# Aim:
Swap "put a dot on" for "place a point on" in the lines from the one with "task | put a dot on every instance of the road" through the end of the listing, changing nothing else, and return only those lines.

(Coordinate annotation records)
○ ○ ○ ○ ○

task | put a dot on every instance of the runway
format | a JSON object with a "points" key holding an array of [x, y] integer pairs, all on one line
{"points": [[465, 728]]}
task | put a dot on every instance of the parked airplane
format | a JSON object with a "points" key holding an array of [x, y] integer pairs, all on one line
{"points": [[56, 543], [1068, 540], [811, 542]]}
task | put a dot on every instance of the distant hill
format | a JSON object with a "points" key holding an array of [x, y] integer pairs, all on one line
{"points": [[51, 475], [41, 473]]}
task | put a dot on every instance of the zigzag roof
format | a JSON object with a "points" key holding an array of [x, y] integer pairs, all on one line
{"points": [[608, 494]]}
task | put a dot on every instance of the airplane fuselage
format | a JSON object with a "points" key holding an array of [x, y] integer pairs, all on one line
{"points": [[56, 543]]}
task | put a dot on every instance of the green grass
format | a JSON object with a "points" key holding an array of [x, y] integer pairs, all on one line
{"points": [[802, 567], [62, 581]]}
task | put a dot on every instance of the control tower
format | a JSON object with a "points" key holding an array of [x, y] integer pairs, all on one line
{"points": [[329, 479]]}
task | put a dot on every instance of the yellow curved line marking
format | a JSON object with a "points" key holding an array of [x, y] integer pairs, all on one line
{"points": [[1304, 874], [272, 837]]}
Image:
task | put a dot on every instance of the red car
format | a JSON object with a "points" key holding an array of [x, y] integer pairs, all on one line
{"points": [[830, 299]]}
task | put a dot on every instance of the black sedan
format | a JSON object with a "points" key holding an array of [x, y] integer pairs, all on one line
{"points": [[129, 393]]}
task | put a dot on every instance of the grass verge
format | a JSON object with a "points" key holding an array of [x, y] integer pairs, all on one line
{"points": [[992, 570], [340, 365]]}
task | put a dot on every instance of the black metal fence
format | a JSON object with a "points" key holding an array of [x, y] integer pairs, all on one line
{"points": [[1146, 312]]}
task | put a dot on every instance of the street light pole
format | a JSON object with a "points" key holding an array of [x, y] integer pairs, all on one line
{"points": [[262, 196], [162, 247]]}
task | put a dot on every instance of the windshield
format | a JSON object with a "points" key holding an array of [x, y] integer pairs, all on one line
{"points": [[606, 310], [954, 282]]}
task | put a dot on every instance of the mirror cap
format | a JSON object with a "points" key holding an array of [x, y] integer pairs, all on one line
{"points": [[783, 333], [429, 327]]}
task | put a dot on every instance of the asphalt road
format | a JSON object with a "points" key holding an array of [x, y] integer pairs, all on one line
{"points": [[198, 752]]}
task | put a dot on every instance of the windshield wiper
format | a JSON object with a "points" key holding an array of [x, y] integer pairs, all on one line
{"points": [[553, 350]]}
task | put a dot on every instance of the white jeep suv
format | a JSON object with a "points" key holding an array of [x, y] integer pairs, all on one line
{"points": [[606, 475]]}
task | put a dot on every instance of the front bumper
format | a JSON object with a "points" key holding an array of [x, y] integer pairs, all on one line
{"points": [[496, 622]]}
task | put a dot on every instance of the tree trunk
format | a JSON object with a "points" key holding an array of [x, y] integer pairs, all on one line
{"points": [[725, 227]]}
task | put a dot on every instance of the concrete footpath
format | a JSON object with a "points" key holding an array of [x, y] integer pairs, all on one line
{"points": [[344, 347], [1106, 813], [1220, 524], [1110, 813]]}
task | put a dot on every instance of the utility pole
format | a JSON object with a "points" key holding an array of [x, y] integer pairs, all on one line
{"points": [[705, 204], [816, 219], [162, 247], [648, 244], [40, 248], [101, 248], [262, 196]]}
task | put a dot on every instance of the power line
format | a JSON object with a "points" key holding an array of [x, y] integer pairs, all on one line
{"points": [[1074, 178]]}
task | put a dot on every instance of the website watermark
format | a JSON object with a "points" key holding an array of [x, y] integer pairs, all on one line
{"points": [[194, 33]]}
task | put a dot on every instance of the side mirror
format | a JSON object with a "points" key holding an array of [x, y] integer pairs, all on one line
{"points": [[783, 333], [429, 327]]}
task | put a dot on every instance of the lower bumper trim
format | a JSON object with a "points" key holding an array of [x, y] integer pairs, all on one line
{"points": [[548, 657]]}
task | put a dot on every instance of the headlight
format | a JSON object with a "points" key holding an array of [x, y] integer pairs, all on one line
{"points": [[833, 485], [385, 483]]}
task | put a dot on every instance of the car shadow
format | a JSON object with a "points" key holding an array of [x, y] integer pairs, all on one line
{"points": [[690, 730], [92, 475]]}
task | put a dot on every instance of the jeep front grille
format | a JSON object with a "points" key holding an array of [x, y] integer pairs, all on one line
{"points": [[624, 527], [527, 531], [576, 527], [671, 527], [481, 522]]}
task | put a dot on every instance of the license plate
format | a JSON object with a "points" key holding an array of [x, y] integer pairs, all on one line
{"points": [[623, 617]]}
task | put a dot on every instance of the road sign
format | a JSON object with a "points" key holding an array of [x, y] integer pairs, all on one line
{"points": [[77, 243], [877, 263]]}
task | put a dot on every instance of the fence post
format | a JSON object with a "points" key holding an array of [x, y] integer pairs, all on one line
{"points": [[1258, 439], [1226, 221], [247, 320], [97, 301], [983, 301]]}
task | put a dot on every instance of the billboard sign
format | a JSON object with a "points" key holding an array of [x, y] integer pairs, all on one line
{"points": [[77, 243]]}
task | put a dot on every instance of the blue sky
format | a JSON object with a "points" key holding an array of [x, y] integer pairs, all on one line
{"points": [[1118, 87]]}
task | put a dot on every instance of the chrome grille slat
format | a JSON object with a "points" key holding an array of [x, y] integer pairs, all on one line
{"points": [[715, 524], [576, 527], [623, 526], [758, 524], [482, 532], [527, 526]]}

○ ○ ○ ○ ○

# Complete answer:
task | place a point on every instance of the road sign
format | a JSON object with a "points" key holding an array of [x, y] integer pairs, all on one line
{"points": [[77, 243], [877, 263]]}
task | place a point on every instance of the fence post
format | a JSON object with a "points" key holding an array of [x, y] integer pairs, all on one line
{"points": [[1258, 439], [1226, 221], [247, 320], [97, 301], [983, 301]]}
task | place a point on every instance of the billboard sign
format | a JSON object with a "points" key holding an array of [x, y] integer pairs, all on one line
{"points": [[77, 243]]}
task | place a point on every instance of the blue sky
format | a JSON object with a "points" key holding an array of [x, y] integer pairs, all on one line
{"points": [[1118, 87]]}
task | place a point on every instance of the chrome grille slat
format | a JSON object with a "points" key holding an array of [x, y] integer pairs, all on one line
{"points": [[715, 524], [576, 527], [623, 526], [758, 524], [482, 532], [527, 526]]}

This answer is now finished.